>> Start

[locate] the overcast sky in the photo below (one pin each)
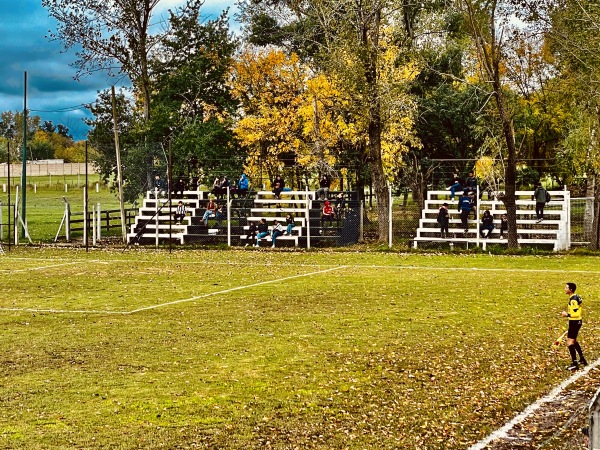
(52, 93)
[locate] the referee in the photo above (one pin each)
(574, 315)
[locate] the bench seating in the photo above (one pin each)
(552, 230)
(269, 239)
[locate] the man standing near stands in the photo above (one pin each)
(324, 185)
(539, 195)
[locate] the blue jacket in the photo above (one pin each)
(464, 203)
(243, 182)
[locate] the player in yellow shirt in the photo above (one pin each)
(574, 314)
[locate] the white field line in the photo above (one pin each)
(502, 433)
(238, 288)
(175, 302)
(65, 311)
(482, 269)
(10, 271)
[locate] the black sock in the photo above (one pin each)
(578, 349)
(572, 352)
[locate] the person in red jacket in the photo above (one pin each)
(327, 214)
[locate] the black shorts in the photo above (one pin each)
(574, 326)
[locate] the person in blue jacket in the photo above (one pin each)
(464, 207)
(243, 185)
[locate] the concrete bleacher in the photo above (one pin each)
(155, 219)
(266, 206)
(553, 230)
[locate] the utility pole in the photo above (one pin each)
(24, 171)
(119, 172)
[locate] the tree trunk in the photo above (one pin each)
(509, 199)
(370, 41)
(588, 215)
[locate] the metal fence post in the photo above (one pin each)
(228, 219)
(99, 232)
(390, 215)
(361, 230)
(307, 215)
(594, 422)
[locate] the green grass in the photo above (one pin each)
(238, 350)
(45, 207)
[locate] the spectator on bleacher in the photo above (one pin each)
(180, 212)
(471, 182)
(225, 183)
(539, 195)
(216, 190)
(473, 203)
(220, 214)
(278, 185)
(277, 231)
(487, 224)
(178, 188)
(289, 220)
(251, 236)
(464, 206)
(503, 225)
(324, 184)
(455, 186)
(340, 204)
(444, 219)
(243, 185)
(327, 214)
(211, 209)
(263, 230)
(158, 186)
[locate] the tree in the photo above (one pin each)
(114, 36)
(488, 22)
(190, 107)
(269, 86)
(347, 40)
(193, 106)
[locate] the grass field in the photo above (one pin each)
(282, 350)
(45, 207)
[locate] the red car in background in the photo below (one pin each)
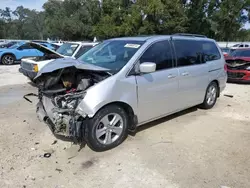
(238, 66)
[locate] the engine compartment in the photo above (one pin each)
(60, 92)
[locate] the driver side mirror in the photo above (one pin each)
(147, 67)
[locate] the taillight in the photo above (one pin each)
(225, 67)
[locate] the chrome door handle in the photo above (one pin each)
(185, 74)
(171, 76)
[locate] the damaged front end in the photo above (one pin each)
(238, 64)
(60, 92)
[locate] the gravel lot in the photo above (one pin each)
(192, 149)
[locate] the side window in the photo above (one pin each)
(25, 47)
(82, 50)
(188, 52)
(210, 51)
(245, 53)
(159, 53)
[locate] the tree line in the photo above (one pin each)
(222, 20)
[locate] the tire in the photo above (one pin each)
(210, 97)
(101, 135)
(8, 59)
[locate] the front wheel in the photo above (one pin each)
(211, 96)
(8, 59)
(107, 129)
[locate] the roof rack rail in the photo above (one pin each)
(189, 35)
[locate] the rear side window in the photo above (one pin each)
(159, 53)
(191, 52)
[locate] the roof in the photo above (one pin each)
(155, 37)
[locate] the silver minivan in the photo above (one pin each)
(123, 83)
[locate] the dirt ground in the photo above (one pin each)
(192, 149)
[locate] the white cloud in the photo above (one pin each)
(31, 4)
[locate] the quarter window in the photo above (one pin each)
(191, 52)
(82, 50)
(160, 54)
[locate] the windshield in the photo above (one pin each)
(8, 45)
(241, 53)
(67, 49)
(15, 45)
(112, 55)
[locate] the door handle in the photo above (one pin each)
(171, 76)
(185, 74)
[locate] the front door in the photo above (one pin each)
(157, 91)
(193, 71)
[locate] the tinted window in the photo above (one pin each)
(191, 52)
(241, 53)
(25, 46)
(159, 53)
(82, 50)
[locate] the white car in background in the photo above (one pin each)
(31, 66)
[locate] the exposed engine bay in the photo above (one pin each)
(60, 92)
(237, 64)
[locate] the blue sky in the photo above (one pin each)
(32, 4)
(37, 4)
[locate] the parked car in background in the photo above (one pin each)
(126, 82)
(31, 66)
(15, 53)
(8, 44)
(225, 51)
(47, 44)
(238, 66)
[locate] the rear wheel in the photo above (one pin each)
(107, 129)
(8, 59)
(211, 96)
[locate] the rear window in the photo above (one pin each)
(67, 49)
(241, 53)
(191, 52)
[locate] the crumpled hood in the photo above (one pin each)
(68, 62)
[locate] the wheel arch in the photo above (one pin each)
(8, 53)
(128, 109)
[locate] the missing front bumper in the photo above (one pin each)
(76, 128)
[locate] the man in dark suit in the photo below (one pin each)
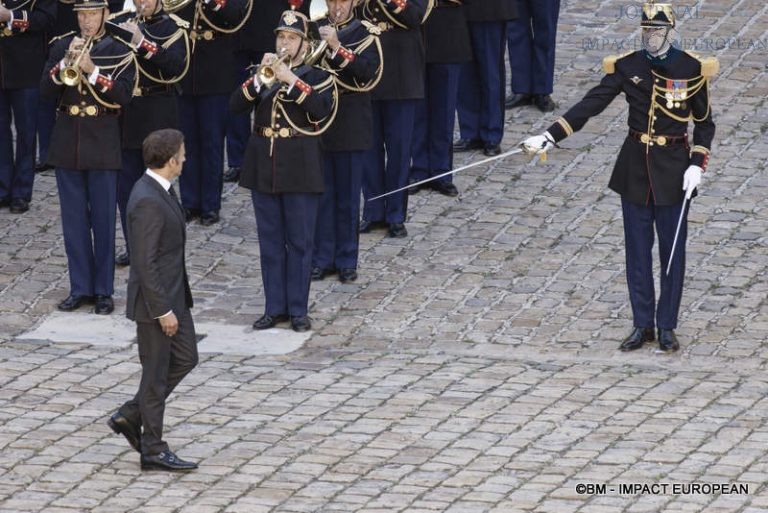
(159, 300)
(481, 86)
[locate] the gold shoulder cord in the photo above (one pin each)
(169, 40)
(199, 10)
(325, 122)
(123, 65)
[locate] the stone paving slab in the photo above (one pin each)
(471, 368)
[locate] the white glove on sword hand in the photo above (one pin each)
(538, 144)
(691, 180)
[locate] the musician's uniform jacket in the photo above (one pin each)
(358, 67)
(23, 47)
(279, 158)
(447, 34)
(162, 58)
(87, 131)
(213, 45)
(403, 48)
(656, 152)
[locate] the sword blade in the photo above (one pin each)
(677, 233)
(474, 164)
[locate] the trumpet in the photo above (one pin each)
(266, 72)
(70, 74)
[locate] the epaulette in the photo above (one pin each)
(709, 65)
(62, 36)
(179, 21)
(372, 29)
(609, 62)
(117, 14)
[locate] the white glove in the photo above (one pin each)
(538, 144)
(691, 180)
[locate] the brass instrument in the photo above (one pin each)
(70, 74)
(266, 72)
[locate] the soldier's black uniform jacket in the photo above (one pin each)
(212, 27)
(491, 10)
(656, 153)
(86, 134)
(279, 157)
(258, 34)
(23, 45)
(446, 34)
(358, 67)
(400, 24)
(162, 59)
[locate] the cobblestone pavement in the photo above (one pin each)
(473, 366)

>> End

### Task instructions
Reproduce all of the material above line for line, without any change, and leave out the pictures.

### Written response
[locate] the overcast sky in the photo below (one pin each)
(52, 93)
[locate] the referee in the photo above (one pin each)
(574, 315)
[locate] the bench seating in the photo above (one pin each)
(552, 230)
(269, 239)
[locate] the man standing near stands in the photo above (one pin each)
(324, 185)
(539, 195)
[locate] the blue jacket in the photo above (one pin each)
(464, 203)
(243, 182)
[locate] the player in yellow shirt in the photo above (one pin each)
(574, 314)
[locate] the white field line in the photo above (one pin each)
(502, 433)
(238, 288)
(175, 302)
(65, 311)
(482, 269)
(10, 271)
[locate] the black sock in the photo above (one pin each)
(578, 349)
(572, 352)
[locate] the person in red jacket in the photo above (one pin each)
(327, 214)
[locate] the black shorts in the photo above (one pin each)
(574, 326)
[locate] the person in blue jacket in the photo above (one pin each)
(464, 207)
(243, 185)
[locate] the concrete bleacher in the photo above (one pin each)
(155, 219)
(266, 206)
(553, 230)
[locate] the utility pole in the photo above (one pin each)
(24, 171)
(119, 172)
[locate] the tree trunk in the photo above (one pin each)
(509, 199)
(370, 41)
(588, 215)
[locate] the metal fence post in the photo above (one pin each)
(228, 219)
(99, 232)
(390, 215)
(361, 230)
(307, 215)
(594, 422)
[locate] the green grass in the photo above (one pin each)
(238, 350)
(45, 207)
[locate] the spectator on bleacher in the photo above (one pin each)
(180, 212)
(471, 182)
(225, 183)
(539, 195)
(216, 190)
(473, 203)
(220, 214)
(278, 185)
(277, 231)
(487, 224)
(178, 188)
(289, 220)
(251, 236)
(464, 206)
(503, 225)
(324, 184)
(455, 186)
(340, 204)
(444, 219)
(243, 185)
(327, 214)
(211, 209)
(263, 230)
(158, 186)
[locate] the tree in the photo above (one pin each)
(114, 36)
(488, 22)
(190, 107)
(269, 86)
(347, 40)
(193, 106)
[locate] the grass field in the photo above (one pin each)
(282, 350)
(45, 207)
[locate] the red car in background in the photo below (one pin each)
(238, 66)
[locate] the engine compartment in the photo above (one pin each)
(60, 92)
[locate] the driver side mirror in the photo above (one pin each)
(147, 67)
[locate] the taillight in the photo above (one pin each)
(225, 67)
[locate] the chrome door handle in the photo above (one pin each)
(185, 74)
(171, 76)
[locate] the damaged front end in the photo above (one pin each)
(238, 64)
(60, 92)
[locate] the gravel lot in the photo above (one pin each)
(192, 149)
[locate] the side window in the photo above (one pin each)
(25, 47)
(82, 50)
(188, 52)
(210, 51)
(245, 53)
(159, 53)
[locate] the tree line in the photo above (one pin each)
(222, 20)
[locate] the tire in the photo above (one pin each)
(210, 97)
(101, 135)
(8, 59)
[locate] the front wheel in the photo above (one pin each)
(211, 96)
(8, 59)
(107, 129)
[locate] the roof rack rail in the photo above (one pin each)
(189, 35)
[locate] the rear side window in the photo above (one pin each)
(159, 53)
(191, 52)
[locate] the roof in the photo above (one pin each)
(155, 37)
[locate] the silver minivan in the photo above (one pin each)
(123, 83)
[locate] the dirt ground in the photo above (one pin each)
(192, 149)
[locate] the white cloud in the photo above (one pin each)
(31, 4)
[locate] the quarter window in the photo above (one pin each)
(191, 52)
(82, 50)
(160, 54)
[locate] the windshield in the photo above (one pin each)
(8, 45)
(241, 53)
(67, 49)
(15, 45)
(112, 55)
[locate] the door handle in the photo above (one pin each)
(171, 76)
(185, 74)
[locate] the front door in the photo above (one pin each)
(157, 91)
(193, 71)
[locate] the tinted window in the photo above (one pin each)
(191, 52)
(241, 53)
(25, 46)
(159, 53)
(82, 50)
[locate] the white car in background in the photo above (one pin each)
(31, 66)
[locate] the exposed engine bay in the photo above (one pin each)
(60, 92)
(237, 64)
[locate] the blue sky in the photo above (one pin each)
(32, 4)
(37, 4)
[locate] the parked car in background in the photo above (one pin each)
(126, 82)
(31, 66)
(15, 53)
(8, 44)
(225, 51)
(47, 44)
(238, 66)
[locate] the rear wheel in the photo above (one pin each)
(107, 129)
(8, 59)
(211, 96)
[locate] the rear window in the photo above (one pin each)
(67, 49)
(241, 53)
(191, 52)
[locate] the crumpled hood in the photo above (one pin each)
(68, 62)
[locate] the wheel arch in the photo above (one pin each)
(8, 53)
(128, 109)
[locate] the missing front bumper in the photo above (one pin each)
(76, 128)
[locate] the man in dark suit in the photo below (one pin each)
(159, 300)
(481, 86)
[locate] the gold shoulder cord in the photo above (one pin each)
(169, 40)
(199, 10)
(325, 122)
(123, 65)
[locate] the stone paving slab in the photo above (one pin each)
(471, 368)
[locate] the white glove on sword hand in the photo above (one pin each)
(538, 144)
(691, 180)
[locate] the musician's uniform jacket in the photo above (one pin each)
(358, 67)
(23, 47)
(279, 158)
(447, 34)
(162, 58)
(87, 131)
(213, 45)
(403, 48)
(656, 152)
[locate] the sword blade in the photo above (one pin each)
(677, 233)
(474, 164)
[locate] the trumpet in the photo above (one pin each)
(266, 72)
(70, 74)
[locate] the epaulette in the photo above (one pin each)
(709, 65)
(62, 36)
(179, 21)
(372, 29)
(609, 62)
(117, 14)
[locate] the white glove in the photo above (one pin each)
(538, 144)
(691, 180)
[locate] the brass instrument in the photo above (one pin each)
(70, 74)
(266, 72)
[locate] the soldier's black uniform jacket in the photo above (one pin each)
(212, 27)
(491, 10)
(656, 153)
(86, 134)
(279, 157)
(258, 34)
(23, 45)
(446, 34)
(358, 67)
(400, 24)
(162, 59)
[locate] the cobblestone pavement in the photo above (one pin each)
(473, 366)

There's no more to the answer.